**SET EXERCISE**. Reproduce the lines starting at the one containing "Q: Supply the bounding box that surrounds the green" and ending at the one containing "[118,200,155,212]", with both of those lines included.

**INFORMATION SUPPLIED**.
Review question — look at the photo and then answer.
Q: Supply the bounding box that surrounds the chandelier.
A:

...

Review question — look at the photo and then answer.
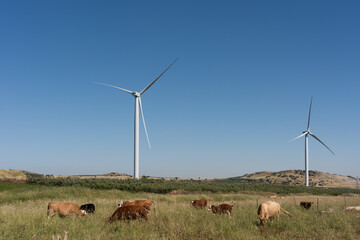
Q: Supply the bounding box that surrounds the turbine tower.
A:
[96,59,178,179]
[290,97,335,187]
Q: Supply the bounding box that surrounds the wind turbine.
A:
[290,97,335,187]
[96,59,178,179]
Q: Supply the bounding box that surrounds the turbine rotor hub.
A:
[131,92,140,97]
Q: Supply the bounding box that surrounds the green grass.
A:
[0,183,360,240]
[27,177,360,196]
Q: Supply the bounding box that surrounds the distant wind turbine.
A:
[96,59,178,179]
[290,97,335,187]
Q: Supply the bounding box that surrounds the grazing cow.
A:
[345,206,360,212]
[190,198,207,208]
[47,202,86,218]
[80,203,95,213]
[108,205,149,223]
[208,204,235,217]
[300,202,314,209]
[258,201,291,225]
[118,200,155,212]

**FULL RESPONSE**.
Q: Supply the bounding box that surrounds the green grass.
A:
[0,183,360,240]
[27,177,360,196]
Q: Supply the bounding box that surrounds the distant wind turbine.
A:
[96,59,178,179]
[290,97,335,187]
Q: Supply the bounding box that surrounds the grazing cow.
A:
[345,206,360,212]
[190,198,207,208]
[47,202,86,218]
[80,203,95,213]
[108,205,149,223]
[208,204,235,217]
[300,202,314,209]
[258,201,291,225]
[118,200,155,212]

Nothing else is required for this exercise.